When I was growing up, I unquestionably thought of myself as English. That was despite the fact one half of my family most clearly was not. They lived in Tooting and spoke a different language. They looked different, they ate different food and they had a way of being, a culture, that was profoundly different in a thousand indefinable ways.
Over the past two years, with every day and news cycle that passes, I’ve felt increasingly aware of this part of my background. It’s the part that doesn’t belong, the part that isn’t English and never will be. It’s the part that too many people would resent if my surname was not so plain and my skin not as white as theirs. Growing up I never thought of myself as the child of an immigrant, a refugee’s son: now, it’s increasingly how I define myself and my relationship with a country that seems to fear so much of what I represent.
First, some family history. My father’s side is easy. My grandad migrated from Barrow to Birmingham and then my dad moved to London when he was about 20. There may have been some Irish in there on my grandmother’s side – there usually is – but it was culturally 100% English and stolidly Protestant with it.
When my dad arrived in London, he lodged in Tooting at a house owned by a member of my mother’s extended family. This must have been an eyeopening experience. The family had arrived en masse in England in 1957. They were Mediterranean romantics, demonstrative Catholics who spoke Italian mixed with French, German, Greek, Arabic and even a bit of English and because they liked to eat properly, went to the chemist to buy olive oil, which the English only used to treat ear wax.
They were not English, yet they all had British passports. How so?
This is where it gets complicated. My mum’s family were originally Maltese, although they had lived in Egypt for at least three generations (my mum’s maternal grandparents were born in Egypt). Because of this somewhat vague Maltese heritage, the family were able to claim British citizenship even though they were culturally to all intents and purposes Italian. Italian was the first language, the food was Italian and they all supported Italy in the World Cup.
This led to some interesting collisions. My grandfather – my nonno – had the splendid Italian name of Salvatore Camenzuli, but he called his kids Daisy and Wilfred – which are as English as you could hope to get, even though neither of them spoke English. It’s why I have uncles with names like Herbert and Norbert. All were born around the time of the Second World War, so presumably were given such astoundingly English names to emphasise their official nationality.

========

STATED GOAL 1: In the records, scale everything from the line containing "the woman in" down to the line containing "312, 163, 559, 532", both included. Write those lines out again with their requests, multiplying only the bounding box coordinates by 1.4 and rounding them to whole numbers (halves go up), and leave the pictures out.

SUPPLIED DATA:
========

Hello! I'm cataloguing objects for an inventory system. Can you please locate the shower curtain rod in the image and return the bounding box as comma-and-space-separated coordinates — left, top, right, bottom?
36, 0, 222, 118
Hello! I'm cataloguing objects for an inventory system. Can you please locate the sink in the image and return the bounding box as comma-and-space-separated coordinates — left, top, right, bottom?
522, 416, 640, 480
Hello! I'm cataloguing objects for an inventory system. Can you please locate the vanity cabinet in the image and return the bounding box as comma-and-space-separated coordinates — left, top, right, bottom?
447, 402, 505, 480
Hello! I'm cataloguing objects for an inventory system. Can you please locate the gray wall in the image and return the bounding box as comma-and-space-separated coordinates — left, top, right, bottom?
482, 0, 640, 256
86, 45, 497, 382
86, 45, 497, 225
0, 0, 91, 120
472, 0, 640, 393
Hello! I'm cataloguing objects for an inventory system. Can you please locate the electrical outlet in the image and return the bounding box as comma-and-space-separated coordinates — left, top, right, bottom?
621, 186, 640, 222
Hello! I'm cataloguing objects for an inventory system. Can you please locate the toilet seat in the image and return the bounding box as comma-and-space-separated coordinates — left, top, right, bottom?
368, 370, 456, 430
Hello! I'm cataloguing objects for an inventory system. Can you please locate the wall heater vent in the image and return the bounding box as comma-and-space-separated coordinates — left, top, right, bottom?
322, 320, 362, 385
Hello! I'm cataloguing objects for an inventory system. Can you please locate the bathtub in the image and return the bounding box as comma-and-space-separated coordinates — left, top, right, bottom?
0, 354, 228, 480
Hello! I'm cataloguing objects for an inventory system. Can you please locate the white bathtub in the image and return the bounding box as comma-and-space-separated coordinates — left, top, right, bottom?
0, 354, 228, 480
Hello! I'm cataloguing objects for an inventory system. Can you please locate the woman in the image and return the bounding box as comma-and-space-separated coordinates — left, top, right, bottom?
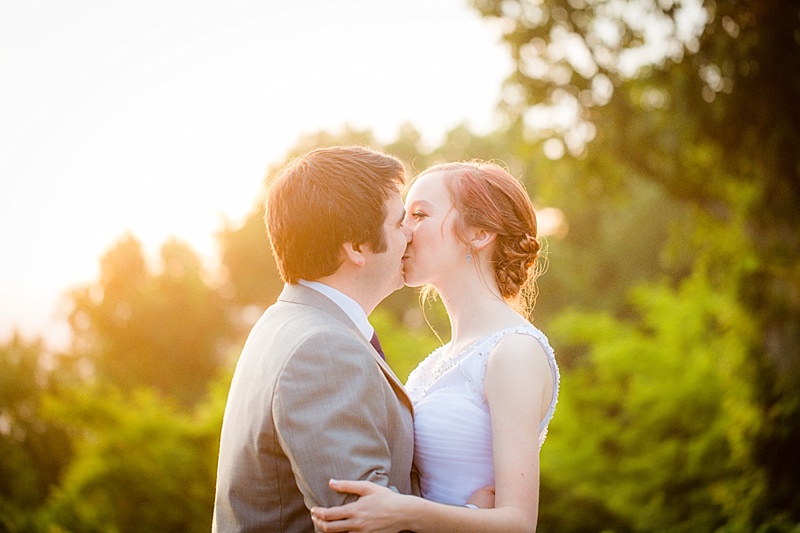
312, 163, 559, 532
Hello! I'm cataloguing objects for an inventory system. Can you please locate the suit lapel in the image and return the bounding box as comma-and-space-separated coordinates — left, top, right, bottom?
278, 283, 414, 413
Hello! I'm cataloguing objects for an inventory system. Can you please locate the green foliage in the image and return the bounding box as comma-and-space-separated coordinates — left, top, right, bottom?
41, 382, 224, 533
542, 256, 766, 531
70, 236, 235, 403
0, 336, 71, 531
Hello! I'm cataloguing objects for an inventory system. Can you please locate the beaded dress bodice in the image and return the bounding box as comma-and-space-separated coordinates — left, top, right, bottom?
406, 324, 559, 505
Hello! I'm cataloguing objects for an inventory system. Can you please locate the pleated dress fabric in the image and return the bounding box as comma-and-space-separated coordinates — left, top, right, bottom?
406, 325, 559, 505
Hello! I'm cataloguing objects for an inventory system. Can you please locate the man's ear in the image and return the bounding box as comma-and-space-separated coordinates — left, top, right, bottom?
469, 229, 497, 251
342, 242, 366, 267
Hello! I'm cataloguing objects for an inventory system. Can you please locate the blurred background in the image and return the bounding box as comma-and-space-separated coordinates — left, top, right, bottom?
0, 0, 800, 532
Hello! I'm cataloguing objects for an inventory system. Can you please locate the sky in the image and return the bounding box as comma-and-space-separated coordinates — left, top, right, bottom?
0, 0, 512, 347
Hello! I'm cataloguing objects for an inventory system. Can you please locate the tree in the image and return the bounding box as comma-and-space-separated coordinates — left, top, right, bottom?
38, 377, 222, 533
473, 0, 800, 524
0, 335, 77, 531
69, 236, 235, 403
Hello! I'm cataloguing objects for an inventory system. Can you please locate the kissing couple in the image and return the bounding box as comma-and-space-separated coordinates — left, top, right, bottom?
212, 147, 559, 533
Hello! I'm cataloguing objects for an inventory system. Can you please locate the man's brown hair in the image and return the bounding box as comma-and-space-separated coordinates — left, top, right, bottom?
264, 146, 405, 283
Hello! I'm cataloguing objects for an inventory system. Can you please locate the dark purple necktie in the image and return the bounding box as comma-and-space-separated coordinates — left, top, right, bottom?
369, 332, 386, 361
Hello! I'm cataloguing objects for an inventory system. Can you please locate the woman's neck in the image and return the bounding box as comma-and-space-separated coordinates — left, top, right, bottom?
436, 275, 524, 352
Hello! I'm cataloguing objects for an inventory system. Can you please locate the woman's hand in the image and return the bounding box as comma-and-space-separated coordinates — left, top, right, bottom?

========

STATED GOAL 2: Return word for word everything in the essay about family heritage from "When my dad" down to "passports. How so?".

FULL ANSWER 1:
Hello! I'm cataloguing objects for an inventory system. Can you please locate the woman in the image and return the bounding box as comma-and-space-separated coordinates — left, top, right, bottom?
437, 228, 783, 745

FULL ANSWER 2:
When my dad arrived in London, he lodged in Tooting at a house owned by a member of my mother’s extended family. This must have been an eyeopening experience. The family had arrived en masse in England in 1957. They were Mediterranean romantics, demonstrative Catholics who spoke Italian mixed with French, German, Greek, Arabic and even a bit of English and because they liked to eat properly, went to the chemist to buy olive oil, which the English only used to treat ear wax.
They were not English, yet they all had British passports. How so?